Workers who struggled in the meat plants have made statements against the credulity of the story and like wise a study of American immigrants of the time attested that few people lived lives as traumatic as Sinclair’s protagonist Rudkus. Sinclairs morose inspiration came likely in part from his upbringing by his alcoholic father with whom Sinclair sifted from boarding house to boarding house dependent on what his family could afford. In response to the graphic nature of the book and the inspiration there in, Sinclair said that the blatant horrors were there “to drive home to the dullest reader.”
The nefarious “Packingtown” where the story takes place was likely not the cesspool of crime, violence, and ardent corruption that Sinclair would have his readers digest. The novel itself not meant to call attention to the gore but was supposed to be more of a socialist promotional short. Sinclair having said how he aimed for the nations heart and landed in its stomach. The corrupt foreman and the bosses of the meat packing centers are depicted as corrupt capitalist monsters. The bosses often exploiting the workers, acting as omnipotent puppeteers, turning worker against worker, and allowing their foremen to have free reign over the women who are freely exploited as sex objects. However, if approached from a historical standpoint; industrializing America was at large, hardly such a place. The entire nation was growing and turning from small business and private farms to large assembly lines in all areas. Chicago’s location proved that it was to be a center hub in the nation to export frozen meats by railroad all over the nation. In fact by the year 1900 due to widespread mistrust of the quality of livestock and health concerns over the frozen meat it was implemented that in the largest 149 packinghouses federal meat inspectors had to review the product being exported. To the microscopic level meat was checked for diseases and impurities that could spread health hazards. Sinclair’s novel can in many ways be seen as the original “Food Inc.” a 2008 documentary that gives an “unflattering look inside America’s corporate controlled food industry” (IMDB) and details some of the most unpleasant facts about processed meat. Though the film is factual, it was designed as an advertisement for shock value and attempts to sicken viewers with the most horrific material in order to generate a public outcry in reaction.

★ ★ ★ ★ ★ ★ ★

◆ **Problem to work on**:
Extend the essay on Sinclair's meatpacking novel and its historical accuracy, starting after its final sentence about the documentary.

◆ **Provided data**:

★ ★ ★ ★ ★ ★ ★

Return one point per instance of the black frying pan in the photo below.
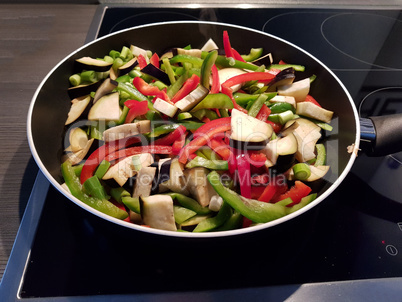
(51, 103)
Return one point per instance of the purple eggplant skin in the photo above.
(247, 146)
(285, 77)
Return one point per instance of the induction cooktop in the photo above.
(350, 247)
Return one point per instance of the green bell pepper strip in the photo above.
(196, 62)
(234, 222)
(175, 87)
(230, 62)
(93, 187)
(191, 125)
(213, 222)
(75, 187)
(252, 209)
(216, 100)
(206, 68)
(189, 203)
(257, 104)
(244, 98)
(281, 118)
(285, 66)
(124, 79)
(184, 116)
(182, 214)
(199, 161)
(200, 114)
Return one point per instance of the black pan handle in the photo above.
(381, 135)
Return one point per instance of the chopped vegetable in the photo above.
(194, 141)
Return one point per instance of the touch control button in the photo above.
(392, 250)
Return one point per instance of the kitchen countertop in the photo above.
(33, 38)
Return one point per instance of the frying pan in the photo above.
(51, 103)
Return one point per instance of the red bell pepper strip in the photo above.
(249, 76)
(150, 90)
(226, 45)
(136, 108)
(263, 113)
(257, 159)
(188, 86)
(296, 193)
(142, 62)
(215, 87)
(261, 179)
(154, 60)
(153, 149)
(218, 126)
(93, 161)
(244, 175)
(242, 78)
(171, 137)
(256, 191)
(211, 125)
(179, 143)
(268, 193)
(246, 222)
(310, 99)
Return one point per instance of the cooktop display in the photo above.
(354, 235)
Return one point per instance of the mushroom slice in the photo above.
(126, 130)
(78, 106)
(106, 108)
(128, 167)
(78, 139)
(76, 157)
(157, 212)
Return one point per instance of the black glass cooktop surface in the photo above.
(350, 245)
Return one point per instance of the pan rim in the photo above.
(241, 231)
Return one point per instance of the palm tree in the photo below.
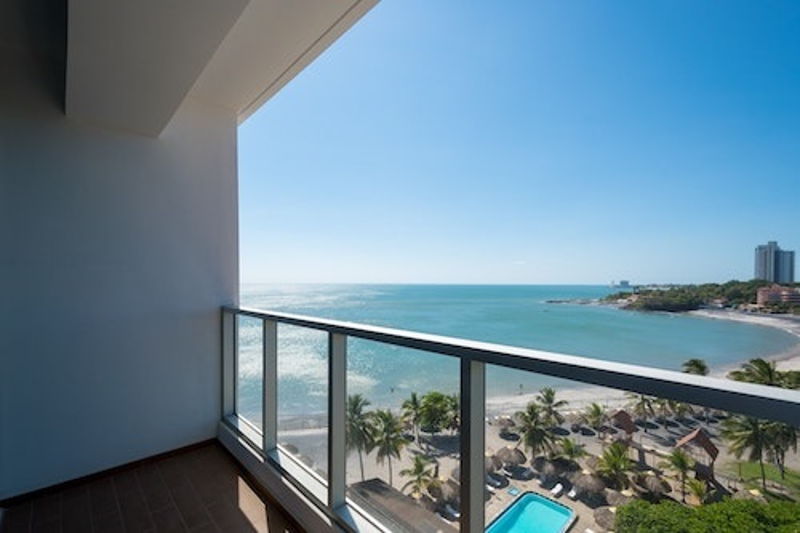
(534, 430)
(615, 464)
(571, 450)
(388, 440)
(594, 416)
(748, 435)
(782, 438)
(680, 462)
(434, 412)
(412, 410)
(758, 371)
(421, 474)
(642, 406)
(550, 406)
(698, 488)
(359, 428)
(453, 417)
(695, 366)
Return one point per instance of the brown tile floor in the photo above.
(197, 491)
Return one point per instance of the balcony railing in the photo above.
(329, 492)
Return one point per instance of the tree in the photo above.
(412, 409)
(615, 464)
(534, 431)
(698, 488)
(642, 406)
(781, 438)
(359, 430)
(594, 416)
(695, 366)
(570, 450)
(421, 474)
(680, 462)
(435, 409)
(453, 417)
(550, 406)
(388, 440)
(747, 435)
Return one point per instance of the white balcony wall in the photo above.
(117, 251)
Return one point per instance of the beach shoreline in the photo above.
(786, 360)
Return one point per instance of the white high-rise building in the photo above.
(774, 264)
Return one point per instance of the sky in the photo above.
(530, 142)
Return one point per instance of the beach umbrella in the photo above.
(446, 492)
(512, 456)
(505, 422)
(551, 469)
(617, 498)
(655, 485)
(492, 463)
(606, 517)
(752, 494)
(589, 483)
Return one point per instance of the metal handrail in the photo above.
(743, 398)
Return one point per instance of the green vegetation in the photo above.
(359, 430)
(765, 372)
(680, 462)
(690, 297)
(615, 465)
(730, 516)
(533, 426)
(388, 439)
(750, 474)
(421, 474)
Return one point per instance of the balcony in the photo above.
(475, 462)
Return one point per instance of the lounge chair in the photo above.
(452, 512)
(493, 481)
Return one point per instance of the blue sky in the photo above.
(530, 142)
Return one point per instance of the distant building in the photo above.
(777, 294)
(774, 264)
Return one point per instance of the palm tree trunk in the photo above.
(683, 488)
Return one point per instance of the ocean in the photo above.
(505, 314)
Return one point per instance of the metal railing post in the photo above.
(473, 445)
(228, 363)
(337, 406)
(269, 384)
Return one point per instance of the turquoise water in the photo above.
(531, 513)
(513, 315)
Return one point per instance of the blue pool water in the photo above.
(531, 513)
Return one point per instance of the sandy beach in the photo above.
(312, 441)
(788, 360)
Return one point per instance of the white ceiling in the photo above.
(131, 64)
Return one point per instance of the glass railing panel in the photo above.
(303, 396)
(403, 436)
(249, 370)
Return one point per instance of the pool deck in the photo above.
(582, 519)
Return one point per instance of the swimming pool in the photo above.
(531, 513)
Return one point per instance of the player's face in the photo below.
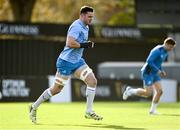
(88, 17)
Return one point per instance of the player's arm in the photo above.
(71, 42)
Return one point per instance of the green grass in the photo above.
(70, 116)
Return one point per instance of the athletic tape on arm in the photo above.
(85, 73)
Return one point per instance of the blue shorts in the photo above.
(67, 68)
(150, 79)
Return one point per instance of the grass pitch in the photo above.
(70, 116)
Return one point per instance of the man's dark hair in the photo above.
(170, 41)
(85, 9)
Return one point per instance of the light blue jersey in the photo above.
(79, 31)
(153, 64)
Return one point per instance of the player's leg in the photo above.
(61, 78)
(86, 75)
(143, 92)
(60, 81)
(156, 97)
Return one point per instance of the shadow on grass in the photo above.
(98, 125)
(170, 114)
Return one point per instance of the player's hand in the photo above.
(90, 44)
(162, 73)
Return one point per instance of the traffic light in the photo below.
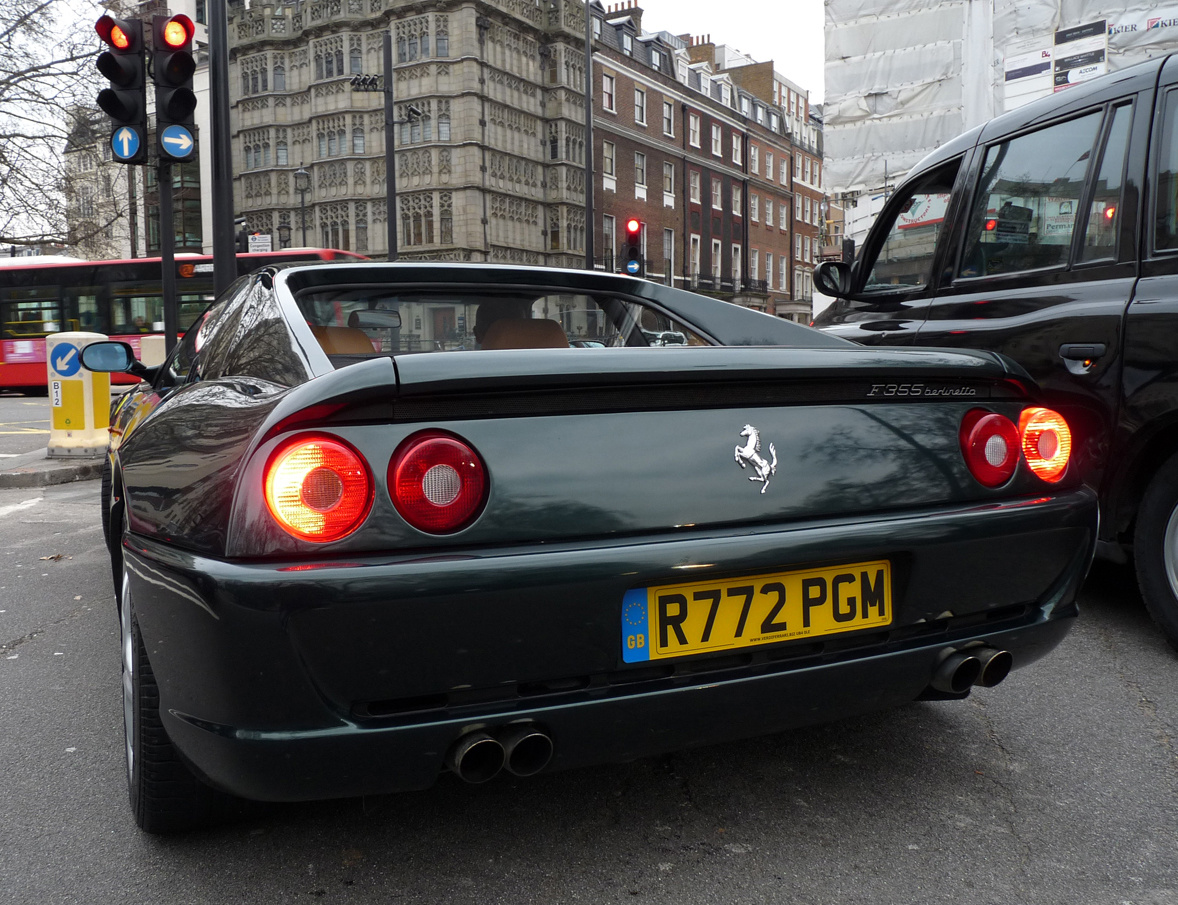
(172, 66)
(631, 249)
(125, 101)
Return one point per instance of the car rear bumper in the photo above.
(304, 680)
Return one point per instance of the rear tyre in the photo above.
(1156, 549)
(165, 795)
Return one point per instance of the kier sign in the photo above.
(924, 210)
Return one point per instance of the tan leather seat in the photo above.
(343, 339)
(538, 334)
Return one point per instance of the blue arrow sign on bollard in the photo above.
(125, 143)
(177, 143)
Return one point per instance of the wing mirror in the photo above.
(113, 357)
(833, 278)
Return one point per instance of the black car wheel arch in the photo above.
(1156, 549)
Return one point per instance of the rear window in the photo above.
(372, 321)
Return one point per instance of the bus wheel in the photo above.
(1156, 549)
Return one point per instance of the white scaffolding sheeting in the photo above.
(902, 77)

★ ★ ★ ★ ★ ★ ★

◆ **Reply**:
Even down to Sinclair’s description of the living conditions in the novel, how they were crowded, poorly lit, and filthy, there are reports from the time stating the exact opposite. So was Sinclair’s muckraking journalism a true statement of American life in Chicago? No, given all the creditable evidence provided in the article by Louise Carroll Wade, Sinclair’s “Great American Novel” is far from factual and hardly an accurate look into the packinghouses nor the communities of industrial Chicago.